- [What the task asks]
From the items below, pull out every line that contains the word "mercedes" and copy those lines. Case counts.

- [Records for this task]
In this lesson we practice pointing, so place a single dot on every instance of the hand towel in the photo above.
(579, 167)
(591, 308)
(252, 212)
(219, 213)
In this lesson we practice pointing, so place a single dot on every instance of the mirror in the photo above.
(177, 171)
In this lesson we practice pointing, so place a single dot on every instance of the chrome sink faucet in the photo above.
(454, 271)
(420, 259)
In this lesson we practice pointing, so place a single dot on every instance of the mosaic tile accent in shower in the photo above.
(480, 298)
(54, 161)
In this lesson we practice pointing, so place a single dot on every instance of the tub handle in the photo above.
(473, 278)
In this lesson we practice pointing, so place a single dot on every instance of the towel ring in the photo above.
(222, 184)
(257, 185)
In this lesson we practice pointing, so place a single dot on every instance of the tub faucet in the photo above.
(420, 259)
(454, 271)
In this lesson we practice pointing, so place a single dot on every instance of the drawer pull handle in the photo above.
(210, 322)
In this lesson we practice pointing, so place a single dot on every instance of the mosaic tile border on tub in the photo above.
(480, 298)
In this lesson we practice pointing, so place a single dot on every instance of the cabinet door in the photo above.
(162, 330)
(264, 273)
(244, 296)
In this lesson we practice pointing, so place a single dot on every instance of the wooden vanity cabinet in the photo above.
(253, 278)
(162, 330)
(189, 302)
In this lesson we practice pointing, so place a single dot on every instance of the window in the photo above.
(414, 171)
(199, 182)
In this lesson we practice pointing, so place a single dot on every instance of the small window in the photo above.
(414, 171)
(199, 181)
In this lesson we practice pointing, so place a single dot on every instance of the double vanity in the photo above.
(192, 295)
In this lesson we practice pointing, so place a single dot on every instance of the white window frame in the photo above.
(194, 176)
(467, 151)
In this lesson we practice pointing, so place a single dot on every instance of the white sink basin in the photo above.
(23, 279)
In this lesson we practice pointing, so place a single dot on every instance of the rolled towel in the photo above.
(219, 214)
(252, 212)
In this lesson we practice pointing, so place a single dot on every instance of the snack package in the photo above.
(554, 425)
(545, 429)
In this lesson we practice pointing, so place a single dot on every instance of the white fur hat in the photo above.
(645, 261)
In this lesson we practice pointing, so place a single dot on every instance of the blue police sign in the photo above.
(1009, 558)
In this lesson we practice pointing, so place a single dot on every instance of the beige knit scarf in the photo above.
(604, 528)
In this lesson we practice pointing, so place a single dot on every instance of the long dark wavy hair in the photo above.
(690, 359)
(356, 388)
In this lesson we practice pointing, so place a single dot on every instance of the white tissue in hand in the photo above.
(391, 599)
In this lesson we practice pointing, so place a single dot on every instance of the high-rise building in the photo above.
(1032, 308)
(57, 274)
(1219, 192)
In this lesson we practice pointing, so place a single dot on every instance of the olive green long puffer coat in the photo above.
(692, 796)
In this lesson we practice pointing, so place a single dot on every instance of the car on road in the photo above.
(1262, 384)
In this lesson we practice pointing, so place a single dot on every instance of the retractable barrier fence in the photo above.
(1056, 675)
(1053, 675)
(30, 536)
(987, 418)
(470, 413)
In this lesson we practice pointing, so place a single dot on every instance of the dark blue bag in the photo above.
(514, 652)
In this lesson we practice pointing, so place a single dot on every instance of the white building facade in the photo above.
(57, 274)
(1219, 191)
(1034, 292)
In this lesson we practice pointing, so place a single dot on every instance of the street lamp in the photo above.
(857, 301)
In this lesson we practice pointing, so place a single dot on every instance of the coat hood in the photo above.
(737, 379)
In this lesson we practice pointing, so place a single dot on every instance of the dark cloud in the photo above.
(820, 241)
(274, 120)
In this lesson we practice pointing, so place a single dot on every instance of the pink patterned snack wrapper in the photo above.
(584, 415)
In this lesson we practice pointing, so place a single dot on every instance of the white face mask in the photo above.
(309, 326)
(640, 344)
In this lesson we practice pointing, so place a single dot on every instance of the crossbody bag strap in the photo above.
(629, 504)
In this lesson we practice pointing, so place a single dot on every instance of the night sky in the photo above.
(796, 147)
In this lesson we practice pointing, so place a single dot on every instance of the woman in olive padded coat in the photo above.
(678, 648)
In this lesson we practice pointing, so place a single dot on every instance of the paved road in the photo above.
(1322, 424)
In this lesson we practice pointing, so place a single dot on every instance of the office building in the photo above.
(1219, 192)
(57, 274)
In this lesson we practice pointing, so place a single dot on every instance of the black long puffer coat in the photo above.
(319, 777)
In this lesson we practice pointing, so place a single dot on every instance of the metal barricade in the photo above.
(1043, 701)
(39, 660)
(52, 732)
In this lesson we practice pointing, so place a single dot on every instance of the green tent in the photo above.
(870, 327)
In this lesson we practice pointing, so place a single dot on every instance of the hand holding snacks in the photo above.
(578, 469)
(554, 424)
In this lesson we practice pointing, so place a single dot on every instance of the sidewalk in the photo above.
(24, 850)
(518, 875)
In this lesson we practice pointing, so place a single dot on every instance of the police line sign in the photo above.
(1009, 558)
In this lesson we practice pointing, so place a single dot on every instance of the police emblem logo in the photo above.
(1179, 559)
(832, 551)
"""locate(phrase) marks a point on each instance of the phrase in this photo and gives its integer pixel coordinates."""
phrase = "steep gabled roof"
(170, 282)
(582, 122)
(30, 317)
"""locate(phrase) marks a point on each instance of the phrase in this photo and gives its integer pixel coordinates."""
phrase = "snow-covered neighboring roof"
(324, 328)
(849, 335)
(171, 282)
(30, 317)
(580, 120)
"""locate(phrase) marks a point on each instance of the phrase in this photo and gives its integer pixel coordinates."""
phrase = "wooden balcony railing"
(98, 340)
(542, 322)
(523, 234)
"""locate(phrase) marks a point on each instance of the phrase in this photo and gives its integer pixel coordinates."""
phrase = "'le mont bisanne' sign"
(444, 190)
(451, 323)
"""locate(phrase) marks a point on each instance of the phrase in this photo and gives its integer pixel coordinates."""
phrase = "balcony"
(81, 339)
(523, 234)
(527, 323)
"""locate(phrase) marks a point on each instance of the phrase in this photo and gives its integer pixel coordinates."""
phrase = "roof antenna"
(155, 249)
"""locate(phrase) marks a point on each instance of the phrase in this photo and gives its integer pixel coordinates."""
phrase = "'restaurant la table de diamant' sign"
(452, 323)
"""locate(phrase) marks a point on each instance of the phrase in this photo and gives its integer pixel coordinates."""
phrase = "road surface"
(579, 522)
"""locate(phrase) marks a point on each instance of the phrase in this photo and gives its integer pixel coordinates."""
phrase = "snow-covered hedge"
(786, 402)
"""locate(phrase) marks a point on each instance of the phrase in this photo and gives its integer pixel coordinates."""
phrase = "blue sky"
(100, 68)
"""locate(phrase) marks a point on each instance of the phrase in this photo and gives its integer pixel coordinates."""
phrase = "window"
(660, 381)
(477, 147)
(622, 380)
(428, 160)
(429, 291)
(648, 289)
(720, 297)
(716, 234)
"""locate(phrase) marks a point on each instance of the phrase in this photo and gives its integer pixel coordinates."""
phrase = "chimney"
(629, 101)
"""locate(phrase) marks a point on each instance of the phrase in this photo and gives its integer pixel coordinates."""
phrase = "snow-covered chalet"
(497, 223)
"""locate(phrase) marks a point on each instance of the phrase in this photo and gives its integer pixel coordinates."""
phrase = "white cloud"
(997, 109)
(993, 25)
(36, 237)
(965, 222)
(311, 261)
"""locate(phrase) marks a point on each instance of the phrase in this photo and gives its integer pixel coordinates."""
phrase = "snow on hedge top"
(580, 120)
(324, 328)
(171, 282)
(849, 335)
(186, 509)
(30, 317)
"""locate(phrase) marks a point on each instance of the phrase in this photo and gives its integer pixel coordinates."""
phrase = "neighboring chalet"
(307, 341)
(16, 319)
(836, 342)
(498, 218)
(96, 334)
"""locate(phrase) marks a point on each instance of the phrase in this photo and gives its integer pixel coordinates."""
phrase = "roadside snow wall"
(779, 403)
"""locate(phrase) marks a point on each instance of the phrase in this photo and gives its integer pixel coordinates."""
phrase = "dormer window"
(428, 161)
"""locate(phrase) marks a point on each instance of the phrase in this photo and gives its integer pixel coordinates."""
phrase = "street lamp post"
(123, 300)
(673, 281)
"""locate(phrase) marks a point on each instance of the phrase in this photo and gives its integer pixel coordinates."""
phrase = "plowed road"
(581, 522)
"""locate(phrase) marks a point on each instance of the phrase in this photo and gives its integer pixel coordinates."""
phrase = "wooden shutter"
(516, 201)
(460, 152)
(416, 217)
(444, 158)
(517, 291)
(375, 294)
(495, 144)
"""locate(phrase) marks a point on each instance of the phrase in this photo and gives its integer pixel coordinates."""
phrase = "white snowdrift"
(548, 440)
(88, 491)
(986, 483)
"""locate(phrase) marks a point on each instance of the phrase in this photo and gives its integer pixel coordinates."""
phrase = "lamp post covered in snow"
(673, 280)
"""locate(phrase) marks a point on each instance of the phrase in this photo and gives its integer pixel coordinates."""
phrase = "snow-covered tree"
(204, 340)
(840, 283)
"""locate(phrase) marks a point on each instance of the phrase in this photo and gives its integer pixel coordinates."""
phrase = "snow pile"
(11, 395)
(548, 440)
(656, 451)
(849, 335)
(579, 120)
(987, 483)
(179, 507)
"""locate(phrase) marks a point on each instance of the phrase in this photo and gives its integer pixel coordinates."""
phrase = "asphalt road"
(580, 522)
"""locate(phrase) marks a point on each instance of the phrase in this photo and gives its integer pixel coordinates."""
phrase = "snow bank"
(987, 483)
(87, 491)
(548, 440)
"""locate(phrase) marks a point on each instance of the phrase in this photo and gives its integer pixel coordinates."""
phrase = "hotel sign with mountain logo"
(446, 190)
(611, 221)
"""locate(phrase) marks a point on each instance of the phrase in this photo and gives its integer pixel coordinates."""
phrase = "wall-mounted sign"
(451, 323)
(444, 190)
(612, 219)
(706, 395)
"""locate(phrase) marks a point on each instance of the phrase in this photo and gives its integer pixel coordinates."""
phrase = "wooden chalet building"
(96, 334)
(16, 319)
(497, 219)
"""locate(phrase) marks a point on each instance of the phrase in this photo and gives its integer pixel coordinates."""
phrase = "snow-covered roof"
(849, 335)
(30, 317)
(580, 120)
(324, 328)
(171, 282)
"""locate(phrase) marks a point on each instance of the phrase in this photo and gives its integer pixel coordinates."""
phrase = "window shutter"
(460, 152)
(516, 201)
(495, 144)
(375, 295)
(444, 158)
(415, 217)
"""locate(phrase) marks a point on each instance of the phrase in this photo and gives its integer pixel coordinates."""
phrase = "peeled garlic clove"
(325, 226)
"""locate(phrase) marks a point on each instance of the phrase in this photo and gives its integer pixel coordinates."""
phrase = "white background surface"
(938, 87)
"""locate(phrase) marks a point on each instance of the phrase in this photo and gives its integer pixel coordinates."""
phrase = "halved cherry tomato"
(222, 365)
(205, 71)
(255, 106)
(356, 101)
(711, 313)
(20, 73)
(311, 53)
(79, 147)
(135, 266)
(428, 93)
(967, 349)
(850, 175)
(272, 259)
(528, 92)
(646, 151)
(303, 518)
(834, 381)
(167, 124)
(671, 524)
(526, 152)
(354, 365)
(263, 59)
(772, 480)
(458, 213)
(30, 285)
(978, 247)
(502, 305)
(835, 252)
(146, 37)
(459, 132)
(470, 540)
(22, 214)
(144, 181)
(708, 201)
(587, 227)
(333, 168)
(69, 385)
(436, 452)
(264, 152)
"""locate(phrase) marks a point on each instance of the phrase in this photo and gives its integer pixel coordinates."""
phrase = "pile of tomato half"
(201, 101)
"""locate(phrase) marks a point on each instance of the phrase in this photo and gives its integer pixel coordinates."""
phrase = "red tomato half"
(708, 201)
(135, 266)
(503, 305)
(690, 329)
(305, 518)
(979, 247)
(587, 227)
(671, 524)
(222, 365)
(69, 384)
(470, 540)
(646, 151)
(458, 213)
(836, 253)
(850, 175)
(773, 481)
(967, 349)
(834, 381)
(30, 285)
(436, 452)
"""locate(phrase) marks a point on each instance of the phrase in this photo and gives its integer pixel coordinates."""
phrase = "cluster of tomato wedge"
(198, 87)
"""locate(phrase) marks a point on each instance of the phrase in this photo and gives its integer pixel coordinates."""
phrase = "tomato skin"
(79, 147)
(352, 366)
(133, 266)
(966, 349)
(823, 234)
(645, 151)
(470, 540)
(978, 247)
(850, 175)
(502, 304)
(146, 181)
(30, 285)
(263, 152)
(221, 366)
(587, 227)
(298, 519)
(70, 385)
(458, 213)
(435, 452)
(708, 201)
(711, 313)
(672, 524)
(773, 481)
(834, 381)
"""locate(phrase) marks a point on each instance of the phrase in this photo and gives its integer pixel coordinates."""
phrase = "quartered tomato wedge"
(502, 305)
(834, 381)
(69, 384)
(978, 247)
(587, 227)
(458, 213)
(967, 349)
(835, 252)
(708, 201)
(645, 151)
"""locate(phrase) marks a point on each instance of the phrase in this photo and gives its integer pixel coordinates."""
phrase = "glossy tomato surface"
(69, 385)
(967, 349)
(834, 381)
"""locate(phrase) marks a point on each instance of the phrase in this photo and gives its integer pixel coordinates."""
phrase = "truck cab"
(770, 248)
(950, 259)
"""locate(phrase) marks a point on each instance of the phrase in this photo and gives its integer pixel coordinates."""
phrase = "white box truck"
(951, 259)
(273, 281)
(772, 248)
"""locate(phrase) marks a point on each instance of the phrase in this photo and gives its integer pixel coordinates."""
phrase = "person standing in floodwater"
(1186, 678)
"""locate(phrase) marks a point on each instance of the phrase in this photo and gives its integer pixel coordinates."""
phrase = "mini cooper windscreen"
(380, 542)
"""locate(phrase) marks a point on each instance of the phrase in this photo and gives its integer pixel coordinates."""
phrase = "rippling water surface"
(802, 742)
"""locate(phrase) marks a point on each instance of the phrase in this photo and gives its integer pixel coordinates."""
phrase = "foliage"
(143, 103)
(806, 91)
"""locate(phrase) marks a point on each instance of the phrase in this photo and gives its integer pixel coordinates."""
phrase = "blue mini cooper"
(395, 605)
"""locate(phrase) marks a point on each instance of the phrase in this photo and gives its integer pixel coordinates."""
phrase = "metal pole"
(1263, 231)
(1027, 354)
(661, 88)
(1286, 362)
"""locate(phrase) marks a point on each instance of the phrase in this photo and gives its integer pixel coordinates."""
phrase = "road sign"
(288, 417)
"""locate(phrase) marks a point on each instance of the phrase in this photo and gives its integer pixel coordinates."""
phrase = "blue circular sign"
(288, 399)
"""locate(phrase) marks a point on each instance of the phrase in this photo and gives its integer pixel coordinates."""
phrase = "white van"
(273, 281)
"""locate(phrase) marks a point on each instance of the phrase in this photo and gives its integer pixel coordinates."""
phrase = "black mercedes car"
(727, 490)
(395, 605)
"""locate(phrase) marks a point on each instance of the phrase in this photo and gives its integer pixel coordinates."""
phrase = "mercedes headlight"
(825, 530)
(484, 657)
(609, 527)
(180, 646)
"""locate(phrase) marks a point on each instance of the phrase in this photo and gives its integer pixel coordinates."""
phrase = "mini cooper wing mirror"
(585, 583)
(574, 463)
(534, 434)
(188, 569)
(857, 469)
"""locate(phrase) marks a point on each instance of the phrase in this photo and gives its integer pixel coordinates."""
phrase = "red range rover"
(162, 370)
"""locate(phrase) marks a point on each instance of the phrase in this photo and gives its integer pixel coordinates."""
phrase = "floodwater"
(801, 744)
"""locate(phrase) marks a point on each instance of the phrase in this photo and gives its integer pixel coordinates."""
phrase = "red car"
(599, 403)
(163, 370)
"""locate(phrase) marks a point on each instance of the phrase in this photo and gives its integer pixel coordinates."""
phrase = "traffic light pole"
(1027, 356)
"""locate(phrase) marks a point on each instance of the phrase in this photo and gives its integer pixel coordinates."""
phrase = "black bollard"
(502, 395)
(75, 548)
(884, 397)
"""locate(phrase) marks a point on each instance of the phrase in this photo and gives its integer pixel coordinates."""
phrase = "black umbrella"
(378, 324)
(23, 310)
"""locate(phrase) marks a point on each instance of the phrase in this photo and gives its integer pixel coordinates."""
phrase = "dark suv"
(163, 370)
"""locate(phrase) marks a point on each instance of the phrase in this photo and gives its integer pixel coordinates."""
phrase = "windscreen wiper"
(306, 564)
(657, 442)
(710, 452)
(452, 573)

- [Task answer]
phrase = "black mercedes car"
phrase = "mercedes headlight"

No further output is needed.